> _Exercise task_
Copy all of the records below word for word, leaving out the pictures.
---- Records to process
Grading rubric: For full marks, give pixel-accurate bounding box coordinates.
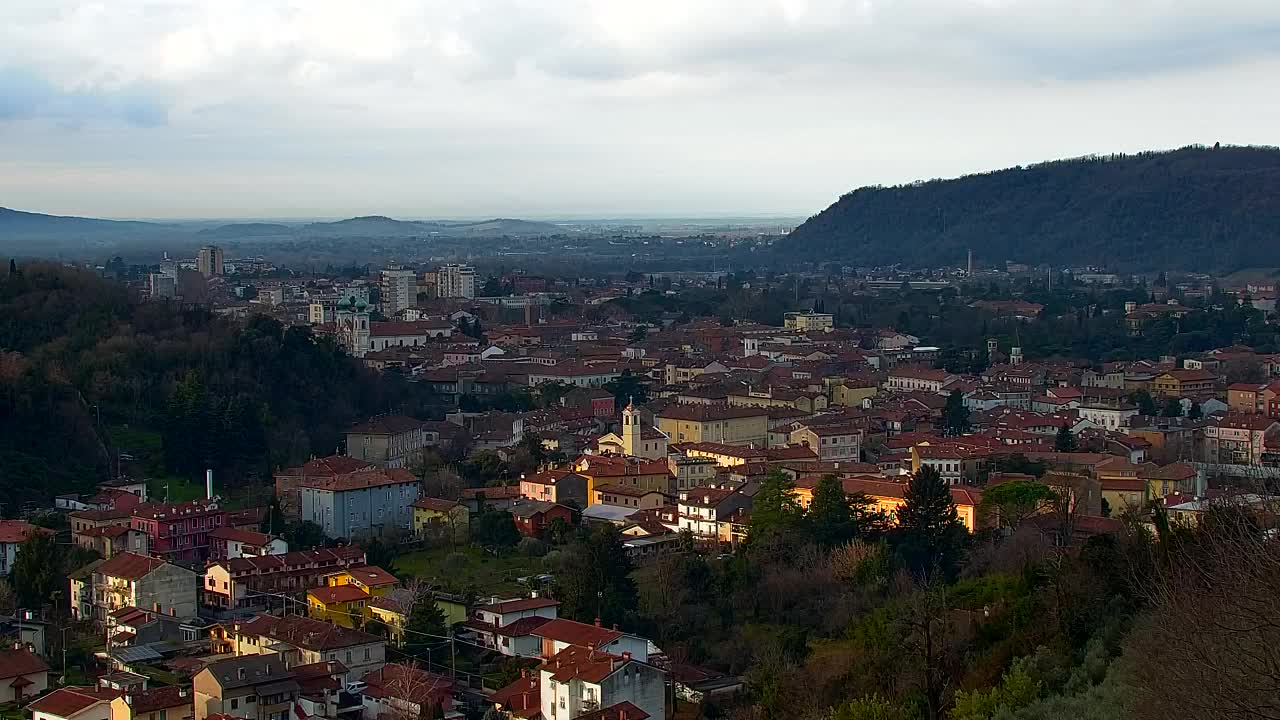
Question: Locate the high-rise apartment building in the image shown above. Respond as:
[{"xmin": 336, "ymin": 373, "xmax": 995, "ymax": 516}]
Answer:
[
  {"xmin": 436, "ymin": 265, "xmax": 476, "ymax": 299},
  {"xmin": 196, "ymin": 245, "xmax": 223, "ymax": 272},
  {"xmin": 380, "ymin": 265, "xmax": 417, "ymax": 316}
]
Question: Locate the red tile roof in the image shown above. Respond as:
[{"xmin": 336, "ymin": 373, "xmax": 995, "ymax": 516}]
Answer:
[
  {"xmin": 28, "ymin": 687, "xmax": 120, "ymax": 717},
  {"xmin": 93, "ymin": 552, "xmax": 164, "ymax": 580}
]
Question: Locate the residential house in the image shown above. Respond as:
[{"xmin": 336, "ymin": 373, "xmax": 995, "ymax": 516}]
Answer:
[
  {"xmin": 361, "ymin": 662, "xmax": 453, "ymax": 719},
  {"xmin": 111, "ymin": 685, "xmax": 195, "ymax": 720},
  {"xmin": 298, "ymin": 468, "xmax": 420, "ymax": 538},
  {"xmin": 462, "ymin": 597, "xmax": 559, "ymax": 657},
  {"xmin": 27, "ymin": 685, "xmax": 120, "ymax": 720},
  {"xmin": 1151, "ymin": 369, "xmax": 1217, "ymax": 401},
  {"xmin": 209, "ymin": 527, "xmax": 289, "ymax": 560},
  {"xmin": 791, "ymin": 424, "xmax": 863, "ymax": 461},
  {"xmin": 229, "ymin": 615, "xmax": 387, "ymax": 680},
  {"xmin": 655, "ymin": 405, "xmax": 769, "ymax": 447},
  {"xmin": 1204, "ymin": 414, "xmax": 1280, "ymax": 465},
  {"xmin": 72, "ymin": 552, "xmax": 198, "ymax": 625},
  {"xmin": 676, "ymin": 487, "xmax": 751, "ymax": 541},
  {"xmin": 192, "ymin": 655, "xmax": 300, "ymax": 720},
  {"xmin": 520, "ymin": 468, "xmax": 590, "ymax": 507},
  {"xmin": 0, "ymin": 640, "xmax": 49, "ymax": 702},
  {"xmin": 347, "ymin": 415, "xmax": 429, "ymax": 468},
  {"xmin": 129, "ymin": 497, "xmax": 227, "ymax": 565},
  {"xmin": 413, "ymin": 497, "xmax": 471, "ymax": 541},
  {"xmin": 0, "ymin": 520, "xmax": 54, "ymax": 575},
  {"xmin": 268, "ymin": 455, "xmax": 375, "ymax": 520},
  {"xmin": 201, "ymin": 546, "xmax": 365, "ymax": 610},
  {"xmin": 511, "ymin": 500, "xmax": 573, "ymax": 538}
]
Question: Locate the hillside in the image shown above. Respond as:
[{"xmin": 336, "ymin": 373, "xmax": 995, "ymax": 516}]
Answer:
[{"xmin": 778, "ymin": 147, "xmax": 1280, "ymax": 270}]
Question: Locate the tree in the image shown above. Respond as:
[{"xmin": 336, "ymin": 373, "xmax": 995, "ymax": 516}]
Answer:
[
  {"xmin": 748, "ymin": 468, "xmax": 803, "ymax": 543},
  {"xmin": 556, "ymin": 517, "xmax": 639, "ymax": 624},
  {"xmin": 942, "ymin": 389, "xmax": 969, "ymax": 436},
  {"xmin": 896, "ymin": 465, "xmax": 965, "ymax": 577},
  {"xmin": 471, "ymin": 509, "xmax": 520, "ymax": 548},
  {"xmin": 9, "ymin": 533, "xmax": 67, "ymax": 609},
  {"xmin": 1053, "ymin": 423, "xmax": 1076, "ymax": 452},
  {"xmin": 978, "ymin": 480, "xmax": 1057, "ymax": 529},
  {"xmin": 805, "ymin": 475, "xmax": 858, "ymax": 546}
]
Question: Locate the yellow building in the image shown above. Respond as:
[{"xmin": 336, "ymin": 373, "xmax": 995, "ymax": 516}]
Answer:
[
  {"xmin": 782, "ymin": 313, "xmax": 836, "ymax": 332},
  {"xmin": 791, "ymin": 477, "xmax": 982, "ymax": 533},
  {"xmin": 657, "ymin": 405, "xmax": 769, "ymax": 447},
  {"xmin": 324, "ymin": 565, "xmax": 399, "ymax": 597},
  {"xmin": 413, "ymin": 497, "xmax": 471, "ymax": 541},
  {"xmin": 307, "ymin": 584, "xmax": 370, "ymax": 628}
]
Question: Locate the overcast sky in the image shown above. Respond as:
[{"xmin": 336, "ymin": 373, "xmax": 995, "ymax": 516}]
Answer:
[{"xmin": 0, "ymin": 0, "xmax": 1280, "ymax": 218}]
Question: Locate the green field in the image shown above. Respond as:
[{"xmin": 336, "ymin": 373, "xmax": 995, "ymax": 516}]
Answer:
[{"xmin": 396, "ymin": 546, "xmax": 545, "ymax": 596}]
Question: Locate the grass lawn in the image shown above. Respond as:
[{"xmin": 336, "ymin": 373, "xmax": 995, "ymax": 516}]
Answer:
--------
> _Solution to the exercise_
Grading rubric: For full marks, give pixel-accurate bounding box coordinates.
Question: Locate the high-rise apartment building in the image shown above. Respond as:
[{"xmin": 336, "ymin": 373, "xmax": 995, "ymax": 516}]
Answer:
[
  {"xmin": 436, "ymin": 265, "xmax": 476, "ymax": 299},
  {"xmin": 196, "ymin": 245, "xmax": 223, "ymax": 272},
  {"xmin": 380, "ymin": 265, "xmax": 417, "ymax": 316}
]
Question: Locate the red tile roof in the image shown above. Respond as:
[{"xmin": 336, "ymin": 373, "xmax": 995, "ymax": 516}]
Answer:
[
  {"xmin": 28, "ymin": 687, "xmax": 120, "ymax": 717},
  {"xmin": 93, "ymin": 552, "xmax": 164, "ymax": 580}
]
Question: Locate the residential house in the image shown above. Respond as:
[{"xmin": 336, "ymin": 373, "xmax": 995, "ymax": 516}]
Answer:
[
  {"xmin": 361, "ymin": 662, "xmax": 453, "ymax": 719},
  {"xmin": 111, "ymin": 685, "xmax": 195, "ymax": 720},
  {"xmin": 298, "ymin": 468, "xmax": 420, "ymax": 538},
  {"xmin": 462, "ymin": 597, "xmax": 559, "ymax": 657},
  {"xmin": 27, "ymin": 685, "xmax": 120, "ymax": 720},
  {"xmin": 1151, "ymin": 369, "xmax": 1217, "ymax": 401},
  {"xmin": 209, "ymin": 527, "xmax": 289, "ymax": 560},
  {"xmin": 791, "ymin": 424, "xmax": 863, "ymax": 461},
  {"xmin": 229, "ymin": 615, "xmax": 387, "ymax": 680},
  {"xmin": 655, "ymin": 405, "xmax": 769, "ymax": 447},
  {"xmin": 1204, "ymin": 414, "xmax": 1280, "ymax": 465},
  {"xmin": 72, "ymin": 552, "xmax": 198, "ymax": 625},
  {"xmin": 676, "ymin": 487, "xmax": 751, "ymax": 541},
  {"xmin": 192, "ymin": 655, "xmax": 300, "ymax": 720},
  {"xmin": 520, "ymin": 468, "xmax": 590, "ymax": 507},
  {"xmin": 0, "ymin": 640, "xmax": 49, "ymax": 702},
  {"xmin": 347, "ymin": 415, "xmax": 429, "ymax": 468},
  {"xmin": 129, "ymin": 497, "xmax": 227, "ymax": 565},
  {"xmin": 413, "ymin": 497, "xmax": 471, "ymax": 541},
  {"xmin": 0, "ymin": 520, "xmax": 54, "ymax": 575},
  {"xmin": 268, "ymin": 455, "xmax": 375, "ymax": 520},
  {"xmin": 201, "ymin": 546, "xmax": 365, "ymax": 610},
  {"xmin": 511, "ymin": 500, "xmax": 573, "ymax": 538}
]
Question: Locate the hillside in the image shown above. Respond as:
[{"xmin": 336, "ymin": 373, "xmax": 995, "ymax": 516}]
Answer:
[{"xmin": 778, "ymin": 147, "xmax": 1280, "ymax": 270}]
Question: Locate the tree in the image shown above. Respond as:
[{"xmin": 336, "ymin": 373, "xmax": 995, "ymax": 516}]
Answer:
[
  {"xmin": 748, "ymin": 468, "xmax": 803, "ymax": 543},
  {"xmin": 556, "ymin": 517, "xmax": 639, "ymax": 624},
  {"xmin": 942, "ymin": 389, "xmax": 969, "ymax": 436},
  {"xmin": 896, "ymin": 465, "xmax": 965, "ymax": 577},
  {"xmin": 471, "ymin": 509, "xmax": 520, "ymax": 548},
  {"xmin": 9, "ymin": 533, "xmax": 67, "ymax": 609},
  {"xmin": 1053, "ymin": 423, "xmax": 1076, "ymax": 452},
  {"xmin": 978, "ymin": 480, "xmax": 1057, "ymax": 529},
  {"xmin": 805, "ymin": 475, "xmax": 858, "ymax": 546}
]
Question: Locate the yellow building in the image shown above. Respond as:
[{"xmin": 336, "ymin": 373, "xmax": 995, "ymax": 516}]
Answer:
[
  {"xmin": 782, "ymin": 313, "xmax": 836, "ymax": 332},
  {"xmin": 791, "ymin": 477, "xmax": 982, "ymax": 533},
  {"xmin": 657, "ymin": 405, "xmax": 769, "ymax": 447},
  {"xmin": 324, "ymin": 565, "xmax": 399, "ymax": 597},
  {"xmin": 413, "ymin": 497, "xmax": 471, "ymax": 541},
  {"xmin": 307, "ymin": 584, "xmax": 370, "ymax": 628}
]
Question: Locate the overcast sky in the image shown above. Respond as:
[{"xmin": 336, "ymin": 373, "xmax": 995, "ymax": 516}]
Answer:
[{"xmin": 0, "ymin": 0, "xmax": 1280, "ymax": 218}]
Question: Locate the green field in the image shown above. Respond as:
[{"xmin": 336, "ymin": 373, "xmax": 995, "ymax": 516}]
Answer:
[{"xmin": 396, "ymin": 546, "xmax": 545, "ymax": 596}]
Question: Locate the grass lawn in the image shown above. Respond as:
[{"xmin": 336, "ymin": 373, "xmax": 995, "ymax": 516}]
Answer:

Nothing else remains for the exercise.